Название: The Opposite of Fate
Автор: Amy Tan
Издательство: HarperCollins
Жанр: Биографии и Мемуары
isbn: 9780007384037
isbn:
I heard Pete say: “Come on, it was an accident. You worry about things over which you have no control.” By then, I had heard his counseling voice many times. In the weeks right after his death, I had believed he was speaking to me across the divide. But now, with the natural waning of grief and shock, I had returned to thinking it was merely my imagination conjuring what he might have said.
“Easy for you to say,” I responded. “You’re dead. I have real bills.”
I heard him laughing. “These things happen by themselves. They’ll take care of themselves.”
I was about to banter back when I felt something slam the side of the bus, and send me swerving across a lane of traffic on the bridge. I fought to regain control, finally pulled over, and got out of the car with shaky legs. A man rushed up to me.
“Are you all right? I’m so sorry. I don’t know what happened. Thank God you’re not hurt.”
We went around to the side of the VW that he had rammed. At first I could see no sign of damage, but when we bent down and looked at the panel that curved under the bus, we saw it: a long gash, barely noticeable in a vehicle riddled with dings and oxidized paint.
“Get some estimates,” the man told me. “Send them to my insurance company and they’ll pay.”
“It’s not worth it,” I said. “Even though it’s not my fault, this will be reported to my insurance company and my rates will go up.”
“I see what you mean,” he answered. “Well then, just get one estimate and send it directly to me. Here’s my card. I’m the vice-president of this corporation. I’ll send a check to you directly.”
Fair enough. I drove to the first body shop off the ramp. Ten minutes later, I heard Pete laughing as I stared at the written total for the estimate: $383.
I will relate only one more dream. It was the last.
On Lou’s birthday that year, the trial ended, with a conviction on two counts. First-degree robbery. First-degree murder. That night, I dreamt that I met Pete in a garage, a rather prosaic location for a farewell meeting. He told me this was the last dream, now that the trial was over. I protested, “These are my dreams. I get to decide when they end.” Pete ignored what I said, and went on: “You’re going to meet my friend Rose—”
“Rose!” I sneered. “Fat chance. She hates me.” When I had called her months before to tell her Pete was dead, she had been curt almost to the point of rudeness. Then again, I had been the same with the messenger who delivered the news to me.
“Rose is going to become very important to you,” Pete said. “She’s a writer, and she’ll be helpful to you when you become a writer.”
“Who said I was going to be a writer?”
“That’s all I wanted to say,” Pete told me, and then, as if going down to the corner store, he left me there.
After that, I still had dreams about him, but they were different, nothing at all like the dream-lessons. The new dreams conveyed the full horror of his death, for in them he was not dead, as I had feared, but alive, as I had hoped. Having survived near-strangling, he was brain-damaged, confused and suspicious, preferring to live as a beer-drinking recluse, unsure of who he was and uninterested in finding out.

### WORK INSTRUCTIONS
Please write the next part of the memoir passage about dreaming of Pete after his death, starting right after its last sentence. The data that comes after this isn't needed for anything.

Dataset entries:
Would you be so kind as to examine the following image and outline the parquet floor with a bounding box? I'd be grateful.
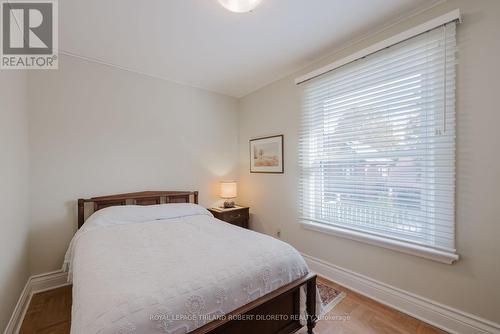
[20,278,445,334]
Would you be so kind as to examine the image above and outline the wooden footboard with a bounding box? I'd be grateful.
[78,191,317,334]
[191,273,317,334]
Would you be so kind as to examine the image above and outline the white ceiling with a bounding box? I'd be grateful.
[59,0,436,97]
* * *
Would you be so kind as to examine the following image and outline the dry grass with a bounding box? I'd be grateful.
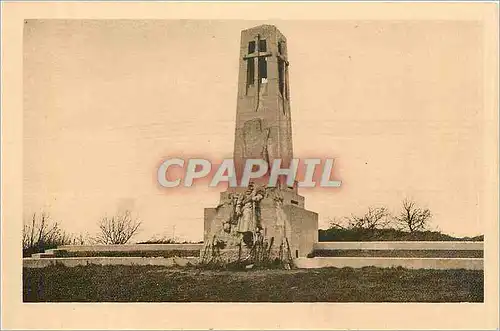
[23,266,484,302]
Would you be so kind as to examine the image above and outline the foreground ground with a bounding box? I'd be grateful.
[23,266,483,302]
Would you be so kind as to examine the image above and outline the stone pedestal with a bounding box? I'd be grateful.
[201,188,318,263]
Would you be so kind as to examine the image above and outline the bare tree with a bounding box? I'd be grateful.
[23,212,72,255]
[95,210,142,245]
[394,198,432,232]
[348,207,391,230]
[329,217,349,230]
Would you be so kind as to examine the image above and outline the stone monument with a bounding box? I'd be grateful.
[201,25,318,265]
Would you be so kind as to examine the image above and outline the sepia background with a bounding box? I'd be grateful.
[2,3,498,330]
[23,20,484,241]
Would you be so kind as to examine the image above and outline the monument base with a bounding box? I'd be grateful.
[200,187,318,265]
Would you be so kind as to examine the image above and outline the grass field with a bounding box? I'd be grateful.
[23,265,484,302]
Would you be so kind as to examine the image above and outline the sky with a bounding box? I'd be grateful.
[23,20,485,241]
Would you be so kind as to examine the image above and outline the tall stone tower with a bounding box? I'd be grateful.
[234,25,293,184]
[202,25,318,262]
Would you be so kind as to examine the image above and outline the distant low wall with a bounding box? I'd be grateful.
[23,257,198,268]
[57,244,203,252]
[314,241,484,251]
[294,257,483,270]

### SOLVED EXERCISE
Each year for seven years, on the anniversary of Pete’s death, I lost my voice. It must have been a psychogenic gesture for the horror I could not talk about. And yes, eventually, Rose and I did connect with each other, tentatively at first, through brief letters, and then in lengthy missives, both of us grasping to understand the transcendental experiences we have had since his death.
If you’ve followed this story so far, you have already understood that Rose is indeed a writer, and that she was the first person to encourage me to write fiction, suggesting what I might read for inspiration and to which little magazines I might send my first attempts.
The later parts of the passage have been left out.